**Entries shown**.
^^^^^^^^
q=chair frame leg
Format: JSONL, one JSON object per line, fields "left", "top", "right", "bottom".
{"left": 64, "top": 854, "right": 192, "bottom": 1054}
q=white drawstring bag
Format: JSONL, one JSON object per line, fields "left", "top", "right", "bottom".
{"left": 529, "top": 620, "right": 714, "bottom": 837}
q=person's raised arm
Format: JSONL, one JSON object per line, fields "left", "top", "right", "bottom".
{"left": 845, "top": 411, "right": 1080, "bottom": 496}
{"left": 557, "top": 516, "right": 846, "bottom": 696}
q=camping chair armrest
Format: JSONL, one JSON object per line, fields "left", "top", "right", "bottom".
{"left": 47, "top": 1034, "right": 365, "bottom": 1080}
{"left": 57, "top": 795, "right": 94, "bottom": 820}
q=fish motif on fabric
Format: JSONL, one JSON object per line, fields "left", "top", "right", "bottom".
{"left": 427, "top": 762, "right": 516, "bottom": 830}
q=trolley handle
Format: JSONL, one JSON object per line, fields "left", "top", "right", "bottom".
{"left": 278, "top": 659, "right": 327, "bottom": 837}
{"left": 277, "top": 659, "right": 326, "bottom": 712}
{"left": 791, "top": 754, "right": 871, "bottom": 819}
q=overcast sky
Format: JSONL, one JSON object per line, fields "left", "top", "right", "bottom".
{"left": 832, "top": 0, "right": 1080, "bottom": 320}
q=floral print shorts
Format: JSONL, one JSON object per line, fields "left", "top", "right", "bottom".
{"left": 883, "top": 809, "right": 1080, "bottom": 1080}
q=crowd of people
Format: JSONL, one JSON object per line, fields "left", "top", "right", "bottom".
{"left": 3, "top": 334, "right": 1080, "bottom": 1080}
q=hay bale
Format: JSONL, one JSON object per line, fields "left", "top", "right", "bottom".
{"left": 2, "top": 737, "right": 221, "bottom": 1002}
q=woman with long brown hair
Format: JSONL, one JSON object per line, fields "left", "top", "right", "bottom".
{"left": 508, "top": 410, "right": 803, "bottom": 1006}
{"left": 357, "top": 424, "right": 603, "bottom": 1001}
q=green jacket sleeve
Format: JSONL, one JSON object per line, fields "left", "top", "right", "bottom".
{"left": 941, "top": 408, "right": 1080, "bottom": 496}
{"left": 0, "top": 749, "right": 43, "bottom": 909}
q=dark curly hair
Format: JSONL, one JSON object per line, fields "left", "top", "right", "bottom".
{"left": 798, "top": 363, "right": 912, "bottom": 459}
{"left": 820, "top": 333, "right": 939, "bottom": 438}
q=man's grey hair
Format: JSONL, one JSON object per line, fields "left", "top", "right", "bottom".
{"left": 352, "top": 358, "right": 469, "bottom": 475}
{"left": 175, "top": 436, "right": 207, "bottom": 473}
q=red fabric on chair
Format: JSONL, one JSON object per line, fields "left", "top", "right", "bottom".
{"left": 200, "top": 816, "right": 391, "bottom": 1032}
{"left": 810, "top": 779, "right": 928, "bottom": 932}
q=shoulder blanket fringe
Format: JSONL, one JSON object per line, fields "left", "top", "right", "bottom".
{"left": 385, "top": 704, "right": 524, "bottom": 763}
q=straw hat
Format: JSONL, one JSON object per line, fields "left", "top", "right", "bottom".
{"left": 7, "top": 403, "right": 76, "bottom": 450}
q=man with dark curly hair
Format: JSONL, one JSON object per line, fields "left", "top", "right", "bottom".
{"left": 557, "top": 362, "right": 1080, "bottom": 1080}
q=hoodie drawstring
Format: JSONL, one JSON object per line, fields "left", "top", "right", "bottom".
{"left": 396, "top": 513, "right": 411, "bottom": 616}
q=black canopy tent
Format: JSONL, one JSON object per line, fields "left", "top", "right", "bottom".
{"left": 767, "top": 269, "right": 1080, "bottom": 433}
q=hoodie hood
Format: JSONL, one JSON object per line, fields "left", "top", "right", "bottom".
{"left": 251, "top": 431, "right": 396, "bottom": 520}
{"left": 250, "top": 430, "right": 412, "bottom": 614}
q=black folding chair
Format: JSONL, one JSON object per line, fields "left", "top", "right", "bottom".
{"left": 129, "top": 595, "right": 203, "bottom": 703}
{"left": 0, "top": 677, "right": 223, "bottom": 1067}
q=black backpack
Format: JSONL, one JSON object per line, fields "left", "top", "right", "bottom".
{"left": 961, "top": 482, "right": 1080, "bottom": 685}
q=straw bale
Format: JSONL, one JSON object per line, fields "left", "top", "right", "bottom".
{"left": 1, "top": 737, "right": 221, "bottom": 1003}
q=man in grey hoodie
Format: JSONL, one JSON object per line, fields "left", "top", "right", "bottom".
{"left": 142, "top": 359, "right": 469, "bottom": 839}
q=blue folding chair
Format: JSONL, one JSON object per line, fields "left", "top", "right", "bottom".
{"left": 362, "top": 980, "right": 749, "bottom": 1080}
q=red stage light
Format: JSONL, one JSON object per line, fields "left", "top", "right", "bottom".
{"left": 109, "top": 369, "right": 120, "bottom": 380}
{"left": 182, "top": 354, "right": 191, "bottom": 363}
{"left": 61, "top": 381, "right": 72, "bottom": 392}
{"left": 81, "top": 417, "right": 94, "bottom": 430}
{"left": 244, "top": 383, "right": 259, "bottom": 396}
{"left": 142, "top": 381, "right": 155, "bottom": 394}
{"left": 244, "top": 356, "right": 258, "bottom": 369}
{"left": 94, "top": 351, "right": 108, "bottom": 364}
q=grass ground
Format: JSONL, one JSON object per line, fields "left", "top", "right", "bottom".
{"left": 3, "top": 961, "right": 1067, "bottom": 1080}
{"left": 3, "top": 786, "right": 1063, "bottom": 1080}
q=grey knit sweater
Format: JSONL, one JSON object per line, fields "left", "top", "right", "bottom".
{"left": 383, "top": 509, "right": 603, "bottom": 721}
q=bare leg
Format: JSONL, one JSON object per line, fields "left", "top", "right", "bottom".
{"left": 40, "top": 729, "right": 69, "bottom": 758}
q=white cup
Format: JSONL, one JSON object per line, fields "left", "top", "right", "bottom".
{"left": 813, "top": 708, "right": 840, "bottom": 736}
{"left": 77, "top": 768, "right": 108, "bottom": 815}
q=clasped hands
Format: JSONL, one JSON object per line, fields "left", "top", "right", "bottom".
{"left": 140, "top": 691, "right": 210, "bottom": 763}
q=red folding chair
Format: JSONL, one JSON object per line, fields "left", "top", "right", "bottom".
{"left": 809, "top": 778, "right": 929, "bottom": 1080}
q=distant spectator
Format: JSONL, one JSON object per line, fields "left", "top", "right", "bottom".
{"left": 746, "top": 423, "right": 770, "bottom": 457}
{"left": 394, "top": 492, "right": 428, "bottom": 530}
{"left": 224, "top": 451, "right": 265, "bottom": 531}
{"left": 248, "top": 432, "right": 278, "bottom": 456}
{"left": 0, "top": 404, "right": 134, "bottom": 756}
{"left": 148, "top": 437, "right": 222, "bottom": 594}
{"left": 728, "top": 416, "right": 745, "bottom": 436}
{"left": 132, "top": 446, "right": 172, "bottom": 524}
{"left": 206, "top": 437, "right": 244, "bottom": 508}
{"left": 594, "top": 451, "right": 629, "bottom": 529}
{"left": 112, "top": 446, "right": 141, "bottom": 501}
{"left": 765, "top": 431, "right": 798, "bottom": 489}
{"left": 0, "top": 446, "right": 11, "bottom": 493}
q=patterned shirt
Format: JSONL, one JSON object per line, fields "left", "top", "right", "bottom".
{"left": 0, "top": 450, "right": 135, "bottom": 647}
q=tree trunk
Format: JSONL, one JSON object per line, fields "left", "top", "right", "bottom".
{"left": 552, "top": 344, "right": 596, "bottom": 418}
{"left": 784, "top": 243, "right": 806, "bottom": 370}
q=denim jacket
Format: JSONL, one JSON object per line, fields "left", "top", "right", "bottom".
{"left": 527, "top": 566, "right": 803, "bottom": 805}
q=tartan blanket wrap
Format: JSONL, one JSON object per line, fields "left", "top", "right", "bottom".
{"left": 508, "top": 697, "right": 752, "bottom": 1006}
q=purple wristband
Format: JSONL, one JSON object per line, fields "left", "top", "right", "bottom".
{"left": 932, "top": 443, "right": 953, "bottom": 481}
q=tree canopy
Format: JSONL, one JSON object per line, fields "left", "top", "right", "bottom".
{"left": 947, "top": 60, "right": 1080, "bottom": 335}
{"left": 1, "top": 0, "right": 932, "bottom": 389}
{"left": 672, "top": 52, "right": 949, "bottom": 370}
^^^^^^^^
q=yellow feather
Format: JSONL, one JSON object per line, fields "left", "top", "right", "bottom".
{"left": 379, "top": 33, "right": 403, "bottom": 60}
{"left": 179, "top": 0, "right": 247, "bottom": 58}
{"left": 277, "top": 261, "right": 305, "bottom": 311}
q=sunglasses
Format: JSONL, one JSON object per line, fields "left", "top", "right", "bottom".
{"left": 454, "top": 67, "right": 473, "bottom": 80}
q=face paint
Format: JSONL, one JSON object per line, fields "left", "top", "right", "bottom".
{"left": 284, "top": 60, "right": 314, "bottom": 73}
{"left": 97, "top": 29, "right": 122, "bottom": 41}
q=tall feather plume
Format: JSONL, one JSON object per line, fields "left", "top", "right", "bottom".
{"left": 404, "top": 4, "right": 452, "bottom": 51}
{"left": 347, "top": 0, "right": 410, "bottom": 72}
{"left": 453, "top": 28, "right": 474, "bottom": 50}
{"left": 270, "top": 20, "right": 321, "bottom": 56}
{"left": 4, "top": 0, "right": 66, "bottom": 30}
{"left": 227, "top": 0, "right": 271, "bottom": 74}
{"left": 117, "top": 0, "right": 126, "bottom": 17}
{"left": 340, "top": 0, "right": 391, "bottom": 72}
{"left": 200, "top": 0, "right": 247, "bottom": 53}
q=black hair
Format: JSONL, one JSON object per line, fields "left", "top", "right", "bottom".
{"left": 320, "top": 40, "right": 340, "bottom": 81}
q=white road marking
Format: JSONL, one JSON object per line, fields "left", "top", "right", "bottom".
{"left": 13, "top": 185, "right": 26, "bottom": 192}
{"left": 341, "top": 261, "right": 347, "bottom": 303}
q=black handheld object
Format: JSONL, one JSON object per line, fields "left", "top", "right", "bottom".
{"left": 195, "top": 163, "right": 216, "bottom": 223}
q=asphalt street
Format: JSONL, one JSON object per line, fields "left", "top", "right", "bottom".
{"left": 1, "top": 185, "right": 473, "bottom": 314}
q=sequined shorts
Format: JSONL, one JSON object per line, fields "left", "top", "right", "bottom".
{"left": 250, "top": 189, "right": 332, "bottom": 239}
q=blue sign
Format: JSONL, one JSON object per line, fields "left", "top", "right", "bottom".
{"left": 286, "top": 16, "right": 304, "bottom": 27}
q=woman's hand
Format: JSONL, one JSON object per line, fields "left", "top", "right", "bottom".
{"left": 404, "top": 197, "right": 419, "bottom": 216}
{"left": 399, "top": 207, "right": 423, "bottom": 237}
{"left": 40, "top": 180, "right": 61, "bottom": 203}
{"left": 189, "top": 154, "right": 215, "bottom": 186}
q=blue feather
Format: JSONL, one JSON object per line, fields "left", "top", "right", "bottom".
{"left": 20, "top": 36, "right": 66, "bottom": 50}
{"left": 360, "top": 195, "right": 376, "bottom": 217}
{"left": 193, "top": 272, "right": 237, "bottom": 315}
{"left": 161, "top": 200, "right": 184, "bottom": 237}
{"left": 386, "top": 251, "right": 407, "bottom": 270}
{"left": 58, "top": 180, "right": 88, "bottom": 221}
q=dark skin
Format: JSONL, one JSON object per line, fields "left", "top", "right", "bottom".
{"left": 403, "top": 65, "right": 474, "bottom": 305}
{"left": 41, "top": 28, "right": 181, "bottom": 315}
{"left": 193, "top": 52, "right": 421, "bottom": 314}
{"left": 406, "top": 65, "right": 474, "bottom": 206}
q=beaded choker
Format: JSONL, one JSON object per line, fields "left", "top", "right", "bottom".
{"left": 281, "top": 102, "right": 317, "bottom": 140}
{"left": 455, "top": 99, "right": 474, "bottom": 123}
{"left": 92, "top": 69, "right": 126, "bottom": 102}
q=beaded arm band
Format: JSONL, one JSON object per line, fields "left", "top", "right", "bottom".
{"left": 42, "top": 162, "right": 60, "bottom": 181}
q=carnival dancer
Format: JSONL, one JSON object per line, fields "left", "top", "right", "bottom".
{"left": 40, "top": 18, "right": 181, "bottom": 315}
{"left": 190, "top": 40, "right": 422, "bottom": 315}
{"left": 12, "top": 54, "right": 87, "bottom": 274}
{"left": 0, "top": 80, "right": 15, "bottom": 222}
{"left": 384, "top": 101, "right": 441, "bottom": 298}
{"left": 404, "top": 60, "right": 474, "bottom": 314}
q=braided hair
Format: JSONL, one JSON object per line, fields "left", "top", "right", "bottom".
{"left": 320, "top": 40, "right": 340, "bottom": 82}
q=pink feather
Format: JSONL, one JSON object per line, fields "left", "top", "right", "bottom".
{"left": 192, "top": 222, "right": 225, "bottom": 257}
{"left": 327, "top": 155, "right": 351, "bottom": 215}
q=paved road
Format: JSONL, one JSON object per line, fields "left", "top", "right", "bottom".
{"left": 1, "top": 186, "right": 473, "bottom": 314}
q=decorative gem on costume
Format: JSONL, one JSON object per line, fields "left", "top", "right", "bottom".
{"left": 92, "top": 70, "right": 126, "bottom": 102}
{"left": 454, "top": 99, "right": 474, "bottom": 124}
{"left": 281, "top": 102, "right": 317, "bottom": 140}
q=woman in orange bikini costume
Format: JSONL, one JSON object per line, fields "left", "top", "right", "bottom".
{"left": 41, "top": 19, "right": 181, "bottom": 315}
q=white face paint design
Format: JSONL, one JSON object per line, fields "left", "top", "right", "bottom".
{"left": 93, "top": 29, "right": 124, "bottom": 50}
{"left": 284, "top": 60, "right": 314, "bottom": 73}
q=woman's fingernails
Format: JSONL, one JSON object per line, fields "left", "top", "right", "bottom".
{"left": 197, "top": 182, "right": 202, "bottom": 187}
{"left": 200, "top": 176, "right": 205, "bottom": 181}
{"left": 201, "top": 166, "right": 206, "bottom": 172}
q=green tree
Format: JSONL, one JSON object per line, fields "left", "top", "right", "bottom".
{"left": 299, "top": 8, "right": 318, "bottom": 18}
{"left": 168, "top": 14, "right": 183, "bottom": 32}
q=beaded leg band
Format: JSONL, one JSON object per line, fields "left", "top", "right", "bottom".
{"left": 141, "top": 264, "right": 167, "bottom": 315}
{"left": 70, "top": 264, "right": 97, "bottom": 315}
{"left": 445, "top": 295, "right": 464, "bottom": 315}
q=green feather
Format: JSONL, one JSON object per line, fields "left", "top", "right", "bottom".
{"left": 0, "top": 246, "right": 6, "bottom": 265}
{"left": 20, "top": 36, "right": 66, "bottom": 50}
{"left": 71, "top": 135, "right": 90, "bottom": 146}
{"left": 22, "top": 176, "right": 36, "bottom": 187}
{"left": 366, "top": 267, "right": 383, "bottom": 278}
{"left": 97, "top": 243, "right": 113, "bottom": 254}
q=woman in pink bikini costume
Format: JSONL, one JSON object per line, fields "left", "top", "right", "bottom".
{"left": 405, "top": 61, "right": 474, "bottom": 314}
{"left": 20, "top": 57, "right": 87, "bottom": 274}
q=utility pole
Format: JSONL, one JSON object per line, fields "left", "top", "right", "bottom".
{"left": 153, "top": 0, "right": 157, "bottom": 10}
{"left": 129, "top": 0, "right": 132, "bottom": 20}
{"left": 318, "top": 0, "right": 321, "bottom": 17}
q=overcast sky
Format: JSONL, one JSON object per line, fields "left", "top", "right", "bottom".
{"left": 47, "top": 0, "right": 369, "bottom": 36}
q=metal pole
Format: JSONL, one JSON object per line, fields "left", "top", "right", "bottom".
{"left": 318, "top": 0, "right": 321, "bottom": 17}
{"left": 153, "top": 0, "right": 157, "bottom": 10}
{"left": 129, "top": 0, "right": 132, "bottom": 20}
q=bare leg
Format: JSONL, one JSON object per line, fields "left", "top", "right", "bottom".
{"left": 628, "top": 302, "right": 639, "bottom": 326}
^^^^^^^^
**Your instructions**. Each line above from the one with "q=white face paint design" up to and including the one with "q=utility pole" must be set down exactly, and no line outside that span may appear.

**Answer to this problem**.
q=white face paint design
Format: JSONL, one JSON object per line, fields "left", "top", "right", "bottom".
{"left": 93, "top": 29, "right": 124, "bottom": 50}
{"left": 284, "top": 60, "right": 314, "bottom": 73}
q=woman's fingernails
Format: JSONL, one JSON object per line, fields "left", "top", "right", "bottom".
{"left": 197, "top": 182, "right": 202, "bottom": 187}
{"left": 200, "top": 176, "right": 205, "bottom": 181}
{"left": 201, "top": 166, "right": 206, "bottom": 172}
q=green tree
Format: JSONL, one JSON object per line, fields "left", "top", "right", "bottom".
{"left": 299, "top": 8, "right": 318, "bottom": 18}
{"left": 168, "top": 14, "right": 183, "bottom": 32}
q=beaded leg band
Format: JSONL, one JSON object per line, fields "left", "top", "right", "bottom".
{"left": 141, "top": 264, "right": 167, "bottom": 315}
{"left": 70, "top": 264, "right": 97, "bottom": 315}
{"left": 445, "top": 295, "right": 464, "bottom": 315}
q=green feather
Format: JSONL, one JSON object per line, fields "left", "top", "right", "bottom".
{"left": 0, "top": 246, "right": 6, "bottom": 265}
{"left": 20, "top": 36, "right": 66, "bottom": 50}
{"left": 71, "top": 135, "right": 90, "bottom": 146}
{"left": 22, "top": 176, "right": 36, "bottom": 187}
{"left": 366, "top": 267, "right": 383, "bottom": 278}
{"left": 97, "top": 243, "right": 113, "bottom": 254}
q=woman in pink bikini costume
Format: JSONL, one JSON object per line, fields "left", "top", "right", "bottom".
{"left": 405, "top": 61, "right": 474, "bottom": 314}
{"left": 20, "top": 57, "right": 87, "bottom": 274}
q=utility pole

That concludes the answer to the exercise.